DATASET RECORDS below:

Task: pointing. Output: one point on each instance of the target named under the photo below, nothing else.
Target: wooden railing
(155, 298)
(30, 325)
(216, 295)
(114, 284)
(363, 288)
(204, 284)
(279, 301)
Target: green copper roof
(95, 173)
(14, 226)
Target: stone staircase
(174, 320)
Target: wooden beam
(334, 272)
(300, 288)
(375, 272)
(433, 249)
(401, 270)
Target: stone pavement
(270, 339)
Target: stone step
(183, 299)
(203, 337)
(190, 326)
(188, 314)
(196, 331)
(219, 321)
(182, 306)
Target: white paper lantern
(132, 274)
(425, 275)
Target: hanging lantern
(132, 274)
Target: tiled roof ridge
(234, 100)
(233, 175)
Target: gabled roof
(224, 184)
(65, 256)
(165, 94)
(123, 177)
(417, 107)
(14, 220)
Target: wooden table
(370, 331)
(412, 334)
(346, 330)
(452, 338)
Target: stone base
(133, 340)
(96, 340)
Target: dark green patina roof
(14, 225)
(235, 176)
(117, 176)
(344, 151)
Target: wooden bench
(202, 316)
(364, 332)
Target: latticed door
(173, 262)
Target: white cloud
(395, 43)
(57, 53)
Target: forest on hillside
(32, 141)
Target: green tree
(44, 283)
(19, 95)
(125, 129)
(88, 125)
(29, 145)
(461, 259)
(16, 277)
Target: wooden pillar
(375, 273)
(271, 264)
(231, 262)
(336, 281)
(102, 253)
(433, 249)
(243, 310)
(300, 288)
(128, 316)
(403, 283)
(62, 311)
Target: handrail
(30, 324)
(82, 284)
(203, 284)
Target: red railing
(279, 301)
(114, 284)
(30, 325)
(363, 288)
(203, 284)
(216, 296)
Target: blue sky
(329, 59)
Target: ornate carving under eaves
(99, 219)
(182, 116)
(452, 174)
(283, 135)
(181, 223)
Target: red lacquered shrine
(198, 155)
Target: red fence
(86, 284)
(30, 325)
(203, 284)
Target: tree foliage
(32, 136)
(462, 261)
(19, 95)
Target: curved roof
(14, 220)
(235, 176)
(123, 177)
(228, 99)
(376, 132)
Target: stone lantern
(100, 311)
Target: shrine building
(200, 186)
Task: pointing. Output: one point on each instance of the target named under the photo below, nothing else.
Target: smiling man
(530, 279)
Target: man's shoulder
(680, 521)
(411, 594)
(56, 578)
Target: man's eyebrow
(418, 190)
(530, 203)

End of DATASET RECORDS.

:: TASK INSTRUCTIONS ::
Exact copies of all the records are to be printed.

:: PROBLEM SOLUTION ::
Task: pointing. Output: one point on each instance of the target named under the photo below, nothing else.
Target: wooden railing
(155, 298)
(30, 325)
(216, 295)
(114, 284)
(363, 288)
(204, 284)
(279, 301)
Target: green copper roof
(95, 173)
(14, 226)
Target: stone staircase
(174, 320)
Target: wooden beam
(334, 272)
(300, 288)
(375, 272)
(433, 249)
(401, 270)
Target: stone pavement
(270, 339)
Target: stone step
(183, 299)
(203, 337)
(190, 326)
(188, 314)
(196, 331)
(219, 321)
(182, 306)
Target: white paper lantern
(132, 274)
(425, 275)
Target: hanging lantern
(132, 274)
Target: tiled roof ridge
(234, 100)
(233, 175)
Target: gabled roof
(224, 184)
(65, 256)
(165, 94)
(123, 177)
(417, 107)
(14, 220)
Target: wooden table
(370, 331)
(412, 334)
(346, 330)
(452, 338)
Target: stone base
(133, 340)
(96, 340)
Target: dark green patina roof
(14, 225)
(235, 176)
(117, 176)
(344, 151)
Target: wooden bench
(202, 316)
(364, 332)
Target: latticed door
(173, 262)
Target: white cloud
(395, 43)
(57, 53)
Target: forest on hillside
(32, 141)
Target: green tree
(44, 283)
(19, 95)
(125, 129)
(88, 125)
(29, 145)
(461, 259)
(16, 277)
Target: wooden pillar
(375, 273)
(271, 264)
(231, 262)
(336, 281)
(102, 253)
(433, 249)
(243, 310)
(300, 288)
(128, 316)
(403, 283)
(62, 311)
Target: handrail
(30, 324)
(82, 284)
(203, 284)
Target: red railing
(279, 301)
(114, 284)
(30, 325)
(363, 288)
(203, 284)
(216, 296)
Target: blue sky
(329, 59)
Target: ornate carving under eaves
(99, 219)
(182, 116)
(452, 174)
(283, 135)
(181, 223)
Target: red lacquered shrine
(198, 155)
Target: red fence
(86, 284)
(30, 325)
(203, 284)
Target: tree foliage
(32, 136)
(462, 261)
(19, 95)
Target: curved roof
(14, 220)
(235, 176)
(123, 177)
(228, 99)
(376, 132)
Target: stone lantern
(100, 311)
Target: shrine building
(200, 186)
Task: pointing. Output: one point on each instance of the target named under the photo below, nothing else.
Target: smiling man
(530, 279)
Target: man's shoulder
(680, 521)
(411, 594)
(56, 578)
Target: man's eyebrow
(418, 190)
(530, 203)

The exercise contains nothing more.